## Task to carry out
Answer these from the passage on Latin American prisons below:
(a) How long was the tunnel Guzmán escaped through?
(b) How many countries in Latin America run prison systems at more than 200 percent capacity?
(c) What share of Venezuela's inmates were awaiting trial in 2014?

## Document segment
The recent escape of Mexican drug cartel leader Joaquín “El Chapo” Guzmán from a Mexican maximum-security prison was a high profile example of the failings of prison systems throughout Latin America. His escape through a 1.5-km (about 1 mile) tunnel made a mockery of the jail’s security and also raised serious questions about corruption. Seven prison guards were charged with involvement, and the jail’s warden along with other officials were dismissed.
Peru’s prison system has also faced international scrutiny, but for other reasons. The conviction of Scottish and Irish teenagers Melissa Reid and Michaella McCollum Connolly last year drew attention to the prison’s poor conditions. The country’s position as a drug trafficking hub means that it holds the largest number of U.K. prisoners in Latin America, and the largest number of Spanish overseas inmates.
These two high-profile cases exemplify the failings of Latin American prison systems. But they also reveal some more positive developments they’ve had in recent years.
Harsh Conditions
The region’s prisons suffer from severe overcrowding. Often authorities are limited to patrolling the exterior of facilities, while inmates themselves are in charge of everyday life. Ten countries in Latin America are operating prison systems at more than 200 percent capacity. Many play host to a large proportion of inmates who are awaiting trial—nearly 65 percent in Venezuela in 2014. Many of these will spend several years in prison before they are even sentenced, sometimes longer than the sentence that is eventually handed down. As well as being an obvious injustice, this exacerbates problems of overcrowding.

## Material shown
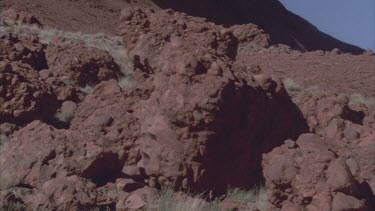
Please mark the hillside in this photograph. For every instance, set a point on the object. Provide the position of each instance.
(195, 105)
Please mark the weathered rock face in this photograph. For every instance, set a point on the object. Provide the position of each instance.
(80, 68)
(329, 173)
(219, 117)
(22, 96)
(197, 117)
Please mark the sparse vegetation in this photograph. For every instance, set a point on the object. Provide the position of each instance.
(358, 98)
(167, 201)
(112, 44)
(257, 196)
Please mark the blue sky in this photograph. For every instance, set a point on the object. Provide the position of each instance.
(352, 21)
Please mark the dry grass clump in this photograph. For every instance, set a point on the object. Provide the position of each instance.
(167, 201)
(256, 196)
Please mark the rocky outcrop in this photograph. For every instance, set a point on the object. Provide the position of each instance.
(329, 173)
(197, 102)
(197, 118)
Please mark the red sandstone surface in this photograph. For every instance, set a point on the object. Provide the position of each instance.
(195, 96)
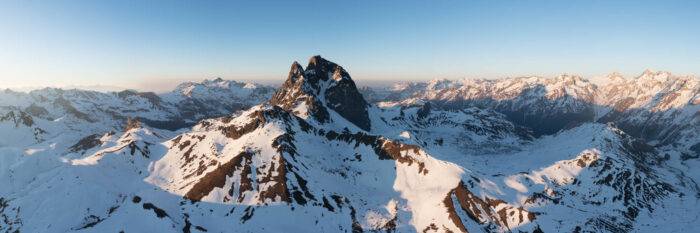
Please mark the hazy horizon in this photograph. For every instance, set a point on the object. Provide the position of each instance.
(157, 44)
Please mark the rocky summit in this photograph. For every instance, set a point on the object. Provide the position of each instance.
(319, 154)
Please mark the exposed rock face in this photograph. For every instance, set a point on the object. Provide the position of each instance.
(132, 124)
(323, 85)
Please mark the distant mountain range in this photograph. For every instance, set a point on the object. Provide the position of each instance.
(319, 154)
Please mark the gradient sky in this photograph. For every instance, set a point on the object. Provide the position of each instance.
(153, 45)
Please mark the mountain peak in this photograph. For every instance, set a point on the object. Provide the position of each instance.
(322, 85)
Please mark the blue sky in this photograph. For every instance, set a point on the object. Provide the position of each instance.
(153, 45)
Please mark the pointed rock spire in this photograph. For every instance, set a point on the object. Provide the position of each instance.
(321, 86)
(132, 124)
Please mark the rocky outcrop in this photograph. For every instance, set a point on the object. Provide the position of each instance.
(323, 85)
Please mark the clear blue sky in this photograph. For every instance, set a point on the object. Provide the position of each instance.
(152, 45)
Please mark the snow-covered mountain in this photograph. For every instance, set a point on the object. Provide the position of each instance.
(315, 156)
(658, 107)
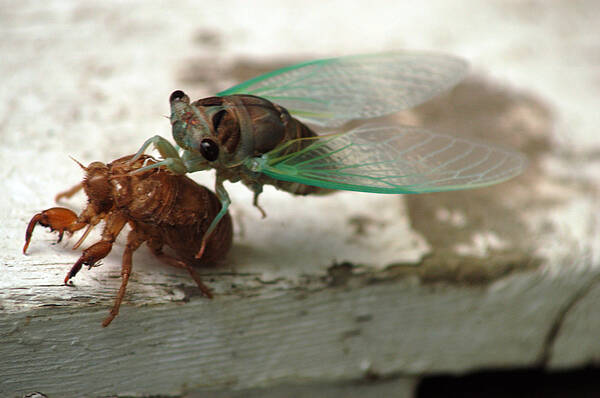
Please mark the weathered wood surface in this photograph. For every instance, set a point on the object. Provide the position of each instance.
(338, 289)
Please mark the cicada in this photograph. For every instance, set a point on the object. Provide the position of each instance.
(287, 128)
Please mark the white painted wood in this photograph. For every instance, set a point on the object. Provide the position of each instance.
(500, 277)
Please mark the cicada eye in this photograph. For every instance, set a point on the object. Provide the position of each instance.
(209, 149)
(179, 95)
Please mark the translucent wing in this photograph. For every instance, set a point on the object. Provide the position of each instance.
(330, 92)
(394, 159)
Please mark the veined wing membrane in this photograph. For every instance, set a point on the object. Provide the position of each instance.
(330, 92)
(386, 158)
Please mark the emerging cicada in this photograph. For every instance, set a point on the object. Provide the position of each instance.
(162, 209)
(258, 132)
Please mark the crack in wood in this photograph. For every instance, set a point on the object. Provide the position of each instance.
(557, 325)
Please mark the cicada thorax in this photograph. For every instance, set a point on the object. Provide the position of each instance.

## Solution to this task
(a) 1.5 km (about 1 mile)
(b) Ten
(c) Nearly 65 percent